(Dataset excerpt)
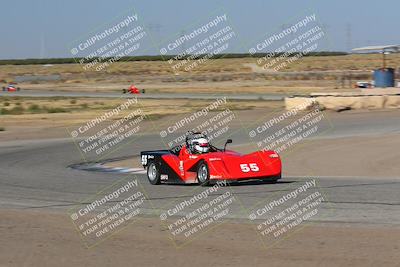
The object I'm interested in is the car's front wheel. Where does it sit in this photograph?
[147,161,161,185]
[197,162,210,186]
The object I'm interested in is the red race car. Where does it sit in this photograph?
[140,132,282,185]
[3,84,20,92]
[122,84,145,94]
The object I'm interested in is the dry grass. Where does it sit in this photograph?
[0,54,400,94]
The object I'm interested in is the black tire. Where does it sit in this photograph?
[147,161,161,185]
[196,162,210,186]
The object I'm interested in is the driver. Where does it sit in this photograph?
[189,136,210,154]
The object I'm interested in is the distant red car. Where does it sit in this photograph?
[140,132,282,185]
[122,84,144,94]
[3,84,20,92]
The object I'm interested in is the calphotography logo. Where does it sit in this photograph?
[160,13,237,75]
[70,12,147,71]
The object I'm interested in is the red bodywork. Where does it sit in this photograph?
[161,146,282,183]
[5,85,17,92]
[128,84,140,94]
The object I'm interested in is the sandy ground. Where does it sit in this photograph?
[0,110,400,267]
[0,210,400,266]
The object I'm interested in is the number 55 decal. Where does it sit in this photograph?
[240,163,260,172]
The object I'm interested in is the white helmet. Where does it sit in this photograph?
[191,137,210,154]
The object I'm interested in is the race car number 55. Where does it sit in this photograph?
[240,163,260,172]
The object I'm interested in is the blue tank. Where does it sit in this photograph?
[374,68,394,88]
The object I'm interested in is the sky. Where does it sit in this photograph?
[0,0,400,59]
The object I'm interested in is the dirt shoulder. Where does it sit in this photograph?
[0,210,400,267]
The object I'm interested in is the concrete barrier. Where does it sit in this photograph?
[285,95,400,111]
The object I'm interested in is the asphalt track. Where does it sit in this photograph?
[0,90,285,101]
[0,112,400,226]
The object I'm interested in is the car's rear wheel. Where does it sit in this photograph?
[147,161,161,185]
[197,162,210,186]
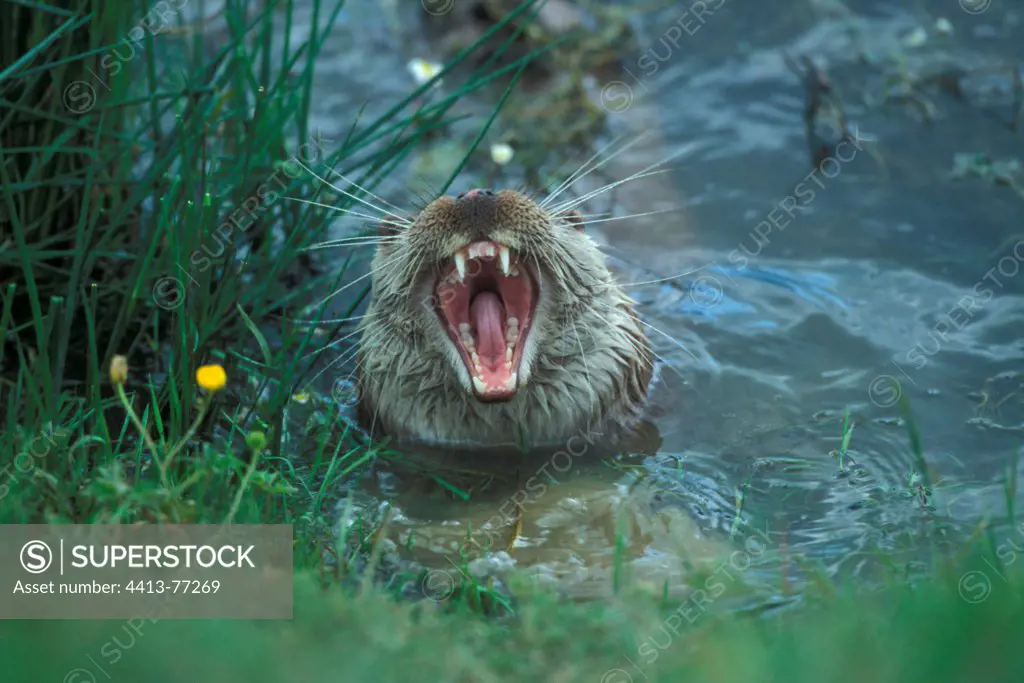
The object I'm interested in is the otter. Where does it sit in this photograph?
[355,189,654,447]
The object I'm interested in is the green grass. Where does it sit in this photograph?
[6,0,1024,683]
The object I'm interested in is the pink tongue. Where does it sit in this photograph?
[469,292,505,366]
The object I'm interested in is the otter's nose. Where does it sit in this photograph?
[455,189,498,240]
[456,188,495,200]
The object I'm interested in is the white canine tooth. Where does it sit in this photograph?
[455,251,466,283]
[498,245,512,276]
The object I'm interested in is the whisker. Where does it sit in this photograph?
[295,160,402,220]
[302,323,359,360]
[302,239,394,251]
[573,207,684,225]
[539,133,649,209]
[331,168,409,214]
[551,168,672,216]
[285,197,413,227]
[316,254,406,306]
[551,138,708,214]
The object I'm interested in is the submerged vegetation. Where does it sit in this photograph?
[6,0,1024,683]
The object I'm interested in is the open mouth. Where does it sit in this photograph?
[435,241,537,401]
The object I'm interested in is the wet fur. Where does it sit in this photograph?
[356,190,653,445]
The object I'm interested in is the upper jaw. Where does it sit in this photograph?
[434,240,539,402]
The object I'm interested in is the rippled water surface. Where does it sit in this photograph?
[286,0,1024,610]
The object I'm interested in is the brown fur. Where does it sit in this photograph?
[357,189,653,445]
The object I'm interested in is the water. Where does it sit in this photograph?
[282,0,1024,604]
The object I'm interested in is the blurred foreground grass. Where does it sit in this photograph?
[0,0,1024,683]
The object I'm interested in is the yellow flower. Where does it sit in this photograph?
[406,57,443,85]
[196,366,227,391]
[111,355,128,384]
[490,142,515,166]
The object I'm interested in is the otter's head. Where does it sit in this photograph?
[365,189,612,402]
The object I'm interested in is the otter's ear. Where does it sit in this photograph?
[565,209,584,232]
[377,216,402,242]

**Request**
Turn the stretch of lines from the one containing "The object I'm interested in is the pink" through the one containing "[490,142,515,166]" into a Markdown table with the columns Row and Line. Number the rows in order and leave out any blank lines.

**Response**
| Row | Line |
|---|---|
| 1 | The object I'm interested in is the pink tongue. Where does it sit in this photograph? |
| 2 | [469,292,505,366] |
| 3 | The object I'm interested in is the otter's nose. Where does it sit in this photograph? |
| 4 | [455,189,498,240] |
| 5 | [456,188,495,200] |
| 6 | The object I'm interested in is the white canine tooth. Where does it sit in this photograph? |
| 7 | [455,251,466,283] |
| 8 | [498,245,512,276] |
| 9 | The object I'm interested in is the whisker. Where does it sit in this photograph? |
| 10 | [295,160,402,220] |
| 11 | [302,323,359,360] |
| 12 | [302,239,394,251] |
| 13 | [573,207,684,225] |
| 14 | [539,133,649,209] |
| 15 | [331,168,409,214] |
| 16 | [551,168,672,216] |
| 17 | [285,197,413,227] |
| 18 | [316,254,406,306] |
| 19 | [551,138,708,214] |
| 20 | The object I'm interested in is the submerged vegetation. Where does it sit in this photograph? |
| 21 | [6,0,1024,683] |
| 22 | The object I'm interested in is the open mouth. Where does it sit in this photograph? |
| 23 | [435,241,537,401] |
| 24 | The object I'm interested in is the wet fur. Where does it sit in this photograph? |
| 25 | [356,190,653,445] |
| 26 | The object I'm interested in is the upper jaw. Where does it sit in this photograph? |
| 27 | [434,240,539,402] |
| 28 | The object I'm interested in is the rippled water surface. Where does it sit in this photograph? |
| 29 | [286,0,1024,610] |
| 30 | The object I'm interested in is the brown fur. Where does it sit in this photograph? |
| 31 | [357,189,653,445] |
| 32 | The object I'm interested in is the water. Where does it sit in this photograph? |
| 33 | [282,0,1024,604] |
| 34 | The object I'm interested in is the blurred foreground grass. Where does it sit in this photograph? |
| 35 | [0,0,1024,683] |
| 36 | The object I'm interested in is the yellow flower. Where does it sit in this photograph? |
| 37 | [406,57,443,85] |
| 38 | [196,366,227,391] |
| 39 | [111,355,128,384] |
| 40 | [490,142,515,166] |